YOUR OBJECTIVE:
Set down, please, exactly the lines below that run from the line with "Target | forest" to the line with "Target | dark blue jersey", both lines included.

Dataset entries

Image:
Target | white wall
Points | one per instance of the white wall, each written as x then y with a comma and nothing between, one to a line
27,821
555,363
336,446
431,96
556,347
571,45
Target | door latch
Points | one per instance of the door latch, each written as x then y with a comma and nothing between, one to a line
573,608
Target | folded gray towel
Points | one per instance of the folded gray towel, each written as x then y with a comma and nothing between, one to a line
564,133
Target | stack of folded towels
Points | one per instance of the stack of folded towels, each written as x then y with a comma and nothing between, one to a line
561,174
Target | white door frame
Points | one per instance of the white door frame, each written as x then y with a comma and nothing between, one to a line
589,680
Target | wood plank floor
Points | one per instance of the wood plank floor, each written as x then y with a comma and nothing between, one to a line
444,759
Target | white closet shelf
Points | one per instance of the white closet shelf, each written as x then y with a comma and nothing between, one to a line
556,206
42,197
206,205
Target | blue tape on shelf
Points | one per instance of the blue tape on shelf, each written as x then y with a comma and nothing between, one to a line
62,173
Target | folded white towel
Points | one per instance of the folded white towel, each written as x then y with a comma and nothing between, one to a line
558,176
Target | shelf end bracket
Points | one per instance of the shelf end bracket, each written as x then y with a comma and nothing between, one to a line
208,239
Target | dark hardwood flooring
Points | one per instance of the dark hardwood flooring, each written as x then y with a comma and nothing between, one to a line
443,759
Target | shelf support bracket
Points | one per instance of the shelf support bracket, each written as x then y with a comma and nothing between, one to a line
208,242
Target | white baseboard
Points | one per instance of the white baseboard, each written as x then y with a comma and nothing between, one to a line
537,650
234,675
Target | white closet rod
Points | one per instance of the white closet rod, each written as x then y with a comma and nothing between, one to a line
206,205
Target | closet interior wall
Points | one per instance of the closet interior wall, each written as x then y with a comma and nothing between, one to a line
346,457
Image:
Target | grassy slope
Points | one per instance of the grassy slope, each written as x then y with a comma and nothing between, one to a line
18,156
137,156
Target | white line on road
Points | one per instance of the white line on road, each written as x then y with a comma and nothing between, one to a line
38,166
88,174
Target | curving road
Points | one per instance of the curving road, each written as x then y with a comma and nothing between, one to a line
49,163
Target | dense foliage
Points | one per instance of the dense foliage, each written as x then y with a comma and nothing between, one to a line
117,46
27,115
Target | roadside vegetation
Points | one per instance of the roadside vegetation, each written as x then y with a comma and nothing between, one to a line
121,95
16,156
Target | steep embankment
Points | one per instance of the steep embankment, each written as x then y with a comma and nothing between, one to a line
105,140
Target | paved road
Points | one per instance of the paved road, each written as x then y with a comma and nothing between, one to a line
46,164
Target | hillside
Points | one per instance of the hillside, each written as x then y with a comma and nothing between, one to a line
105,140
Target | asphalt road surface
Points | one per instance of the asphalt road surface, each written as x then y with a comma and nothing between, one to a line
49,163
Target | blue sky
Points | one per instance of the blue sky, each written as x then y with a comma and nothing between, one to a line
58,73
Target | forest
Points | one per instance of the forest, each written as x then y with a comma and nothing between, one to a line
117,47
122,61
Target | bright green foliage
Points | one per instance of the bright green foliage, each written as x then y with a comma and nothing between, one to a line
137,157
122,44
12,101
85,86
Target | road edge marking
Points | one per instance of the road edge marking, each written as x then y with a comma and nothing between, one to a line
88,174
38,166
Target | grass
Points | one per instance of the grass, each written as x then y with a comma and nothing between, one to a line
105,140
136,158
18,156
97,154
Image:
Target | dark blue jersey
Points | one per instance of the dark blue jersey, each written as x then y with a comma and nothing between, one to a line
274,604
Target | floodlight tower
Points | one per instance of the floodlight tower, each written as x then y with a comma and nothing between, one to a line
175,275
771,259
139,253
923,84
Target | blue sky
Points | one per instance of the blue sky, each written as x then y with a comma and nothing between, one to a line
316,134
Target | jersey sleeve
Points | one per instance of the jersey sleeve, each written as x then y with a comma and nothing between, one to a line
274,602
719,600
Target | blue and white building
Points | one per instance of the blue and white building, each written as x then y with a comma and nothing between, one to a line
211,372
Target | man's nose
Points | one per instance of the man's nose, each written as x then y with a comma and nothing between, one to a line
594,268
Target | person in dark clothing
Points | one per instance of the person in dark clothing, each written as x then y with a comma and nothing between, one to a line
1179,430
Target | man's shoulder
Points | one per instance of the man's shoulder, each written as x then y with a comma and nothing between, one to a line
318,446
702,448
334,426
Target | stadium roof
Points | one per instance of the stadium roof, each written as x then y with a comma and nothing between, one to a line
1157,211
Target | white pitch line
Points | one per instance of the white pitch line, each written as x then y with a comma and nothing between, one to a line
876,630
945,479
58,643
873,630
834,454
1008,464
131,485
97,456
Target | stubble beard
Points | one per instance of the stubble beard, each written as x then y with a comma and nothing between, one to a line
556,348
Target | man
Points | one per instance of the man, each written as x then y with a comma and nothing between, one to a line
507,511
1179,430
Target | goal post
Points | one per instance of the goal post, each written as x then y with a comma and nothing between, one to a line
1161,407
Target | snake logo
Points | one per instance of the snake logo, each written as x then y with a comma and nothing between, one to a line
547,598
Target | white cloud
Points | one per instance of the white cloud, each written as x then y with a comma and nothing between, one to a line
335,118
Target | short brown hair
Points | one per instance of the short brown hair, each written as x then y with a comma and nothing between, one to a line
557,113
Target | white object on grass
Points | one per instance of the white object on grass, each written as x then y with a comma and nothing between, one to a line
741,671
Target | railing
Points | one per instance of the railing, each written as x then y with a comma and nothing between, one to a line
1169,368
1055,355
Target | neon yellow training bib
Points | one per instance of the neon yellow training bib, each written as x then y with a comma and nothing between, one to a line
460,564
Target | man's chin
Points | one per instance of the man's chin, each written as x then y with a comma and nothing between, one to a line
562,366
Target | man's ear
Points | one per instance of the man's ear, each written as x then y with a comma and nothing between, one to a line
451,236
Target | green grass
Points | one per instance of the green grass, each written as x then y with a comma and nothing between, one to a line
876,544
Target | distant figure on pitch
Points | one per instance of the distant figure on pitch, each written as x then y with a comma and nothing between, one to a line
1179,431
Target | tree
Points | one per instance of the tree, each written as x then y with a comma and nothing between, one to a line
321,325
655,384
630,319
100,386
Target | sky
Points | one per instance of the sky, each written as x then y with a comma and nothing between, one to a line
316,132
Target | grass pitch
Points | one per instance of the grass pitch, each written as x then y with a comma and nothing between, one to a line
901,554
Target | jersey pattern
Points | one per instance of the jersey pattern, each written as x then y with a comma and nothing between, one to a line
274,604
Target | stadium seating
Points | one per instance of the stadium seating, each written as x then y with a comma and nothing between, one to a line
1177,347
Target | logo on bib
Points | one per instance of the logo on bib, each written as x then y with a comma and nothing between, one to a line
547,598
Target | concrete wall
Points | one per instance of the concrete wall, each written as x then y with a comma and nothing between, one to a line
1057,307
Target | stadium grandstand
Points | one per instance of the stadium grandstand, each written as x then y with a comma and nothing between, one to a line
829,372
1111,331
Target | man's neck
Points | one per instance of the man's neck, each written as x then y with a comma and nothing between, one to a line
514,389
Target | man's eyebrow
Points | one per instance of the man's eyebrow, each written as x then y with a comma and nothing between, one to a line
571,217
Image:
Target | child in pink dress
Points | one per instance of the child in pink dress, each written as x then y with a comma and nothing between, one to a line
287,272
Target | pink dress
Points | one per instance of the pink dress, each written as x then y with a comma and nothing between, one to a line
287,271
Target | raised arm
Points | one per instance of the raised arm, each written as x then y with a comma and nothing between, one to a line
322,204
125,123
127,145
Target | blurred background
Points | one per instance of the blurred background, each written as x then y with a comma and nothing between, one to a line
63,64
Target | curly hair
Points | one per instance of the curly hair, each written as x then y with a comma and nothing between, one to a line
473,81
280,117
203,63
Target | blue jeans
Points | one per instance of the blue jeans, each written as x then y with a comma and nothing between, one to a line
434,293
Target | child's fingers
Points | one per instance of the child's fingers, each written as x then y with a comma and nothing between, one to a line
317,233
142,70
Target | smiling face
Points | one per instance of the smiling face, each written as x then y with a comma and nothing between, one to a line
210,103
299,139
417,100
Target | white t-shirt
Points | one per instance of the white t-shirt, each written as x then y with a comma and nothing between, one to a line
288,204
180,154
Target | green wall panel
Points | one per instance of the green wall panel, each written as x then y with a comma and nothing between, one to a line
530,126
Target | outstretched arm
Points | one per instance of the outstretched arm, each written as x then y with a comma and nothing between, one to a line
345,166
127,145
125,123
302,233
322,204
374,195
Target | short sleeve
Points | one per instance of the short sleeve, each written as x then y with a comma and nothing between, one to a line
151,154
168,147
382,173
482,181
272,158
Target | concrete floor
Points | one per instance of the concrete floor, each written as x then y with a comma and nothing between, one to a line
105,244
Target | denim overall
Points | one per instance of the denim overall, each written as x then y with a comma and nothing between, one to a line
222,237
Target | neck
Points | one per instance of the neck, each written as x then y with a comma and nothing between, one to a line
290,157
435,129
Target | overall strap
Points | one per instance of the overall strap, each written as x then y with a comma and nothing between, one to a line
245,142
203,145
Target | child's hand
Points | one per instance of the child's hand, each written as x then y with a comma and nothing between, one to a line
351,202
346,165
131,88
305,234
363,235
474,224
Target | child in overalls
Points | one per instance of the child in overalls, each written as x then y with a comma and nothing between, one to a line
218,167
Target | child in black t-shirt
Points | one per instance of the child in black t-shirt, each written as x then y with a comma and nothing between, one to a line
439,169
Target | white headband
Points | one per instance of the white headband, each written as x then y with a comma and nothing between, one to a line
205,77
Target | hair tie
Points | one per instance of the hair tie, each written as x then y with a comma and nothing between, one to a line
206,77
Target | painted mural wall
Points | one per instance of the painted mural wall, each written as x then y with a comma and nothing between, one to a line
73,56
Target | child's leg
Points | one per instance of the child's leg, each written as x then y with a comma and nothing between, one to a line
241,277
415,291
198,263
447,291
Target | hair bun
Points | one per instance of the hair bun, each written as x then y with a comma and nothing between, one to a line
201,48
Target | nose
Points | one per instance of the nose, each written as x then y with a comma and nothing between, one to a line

WRITTEN ANSWER:
Target | forest
Points | one per instance of the forest, each written as x then y with a comma and nothing between, one to a line
117,47
122,61
Target | bright green foliage
Points | one per instance of the bright green foliage, each written as x then y with a comma and nothing between, one to a line
137,157
122,44
12,101
85,86
Target | road edge marking
Points | one per instance of the road edge marking, each written as x then y with a comma and nothing between, one to a line
88,174
38,166
Target | grass
Points | one per instance of the grass, each written as x then y with a comma and nothing between, one to a line
105,140
136,158
18,156
97,154
Image:
Target | dark blue jersey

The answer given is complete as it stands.